What to do:
1 > In the article on health cost lawsuits, condense the paragraph that begins "The big picture: Roughly 70%" into one shorter sentence that keeps its main facts.
2 > Give a continuation of the article on health cost lawsuits, starting after its last sentence.

Passage to read:
□ □ □ □ □

Legal Battle Over Health Costs Could Change Workplace Benefits

An emerging legal battle over workplace health insurance could empower employees to fight back against high costs and put new pressure on their employers.

Why it matters: Workers fed up with rising health care costs, which also eat into their wages, are filing lawsuits aiming to hold employers accountable for cutting what they say are bad deals with firms that manage their health benefits.

  • The heightened legal threat is contributing to employers’ efforts to take a harder line with health insurers, pharmaceutical middlemen and other benefits administrators.

The big picture: Roughly 70% of large employers that offer health insurance are self-insured, meaning they collect premiums from enrollees and pay claims themselves, while often hiring a health insurer or pharmacy benefit manager to oversee benefits.

  • These self-insured companies have been required to ensure they aren’t wasting workers’ money on overpriced health coverage for a few years, but this year they began facing a new federal mandate to attest as much — potentially raising their legal exposure.
  • But employers have said outside firms managing their benefits, known as third party administrators, often aren’t transparent about the inner workings of their plans.
  • Employers said that’s made it difficult to know — and formally attest — whether they’re being responsible stewards, or fiduciaries, of their workers’ dollars.

State of play: A Johnson & Johnson employee in February filed a first-of-its-kind class action lawsuit alleging that the pharmaceutical giant mismanaged employee drug benefits.

  • And last month, a Mayo Clinic employee in Arizona filed a class action suit against the health system and its insurer Medica, claiming that workers’ medical bills were “systematically underpaid.”

□ □ □ □ □

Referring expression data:
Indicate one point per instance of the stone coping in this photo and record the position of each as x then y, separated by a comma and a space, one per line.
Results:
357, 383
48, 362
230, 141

□ □ □ □ □

Answers per task:
1 > About 70% of large employers offering health insurance are self-insured: they collect enrollees' premiums and pay claims themselves, often hiring a health insurer or pharmacy benefit manager to oversee benefits.

2 >
  • Mayo and Medica said they were committed to helping employees understand their benefits and access care, but would not comment further on the pending lawsuit.
  • Experts say they expect similar lawsuits will follow as law firms seek out more employees willing to take on their companies.

Zoom in: In the J&J suit, plaintiffs say the company agreed to overpay for certain drugs.

  • For example, it agreed to pay more than $10,000 for a 90-day supply of a generic drug for multiple sclerosis. They found several national pharmacies charged less than $80 for the same drug.
  • “No prudent fiduciary would agree to make its plan and beneficiaries pay a price that is [250] times higher than the price available to any individual who just walks into a pharmacy and pays out of pocket,” according to the plaintiffs, who said a leading drugmaker like J&J should have known better.
  • J&J in a motion to dismiss the suit accused plaintiffs of cherry-picking a few dozen drugs out of thousands the company covers. And the company, which did not respond to a request for comment, argued self-funded plans like its own “have every incentive to negotiate the best overall deal.”

What we’re watching: There have been some prominent examples of companies recently pushing back against their benefit managers.

  • Kraft Heinz sued Aetna before agreeing to arbitration last year over allegations the insurer approved millions in improper medical and dental claims.
  • In January, Tyson Foods dropped CVS Health as its PBM. Foot Locker dropped UnitedHealth Group’s Optum in place of a smaller PBM that it says was more transparent about costs.

The bottom line: More employers will move away from traditional benefit administrators, predicted Elizabeth Mitchell, CEO of the Purchaser Business Group on Health, which helped lead a coalition of large companies in building their own PBM.

  • “[Health insurance is] the second largest expense of any company after payroll. It’s obviously critical to employees and their families,” she said. “So I think the change is needed and it’s long overdue.”